- **Supplied passage**:
+---+

In the book Golden Age of the Moor, Edited by Dr. Van Sertima, it highlights how Africans and Arabs “made algebra an exact science and developed in considerably and laid the foundation of analytical geometry; they were indisputably the plane and spherical trigonometry which, properly speaking did not exist among the Greeks.” In The Immortal Game, David Shenk highlights how the Moors used the chessboard as an abacus for mathematical calculations. Andalusian architecture in Spain today is a living testament to centuries of African and Arab science, technology, engineering, art and math.
What the Moors built, was on the shoulders of the Kemetic (Egyptian) ancestors. On the topic of African contributions to physics, John Pappademos wrote “The few papyri which have survived, show that they (the Egyptians) could compute the areas and volumes of abstract geometric figures….To the Egyptians we owe the idea of letting a symbol represent an unknown quantity in algebra.”

+---+

- **Task details**:
Name every person mentioned in the passage on Moorish and Egyptian mathematics.

- **Data shown**:
+---+

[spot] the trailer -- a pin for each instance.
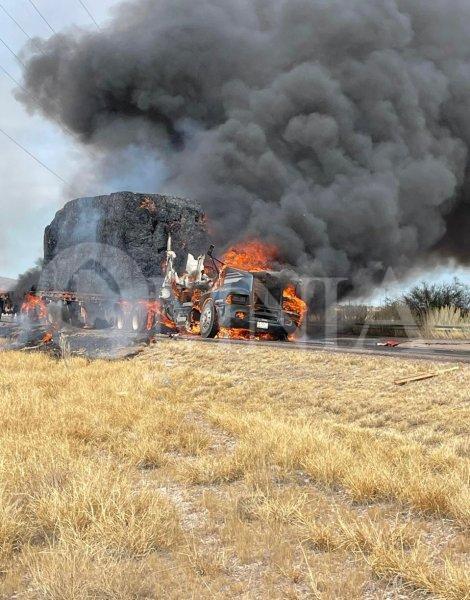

+---+

- **Exercise solution**:
Dr. Van Sertima, David Shenk, John Pappademos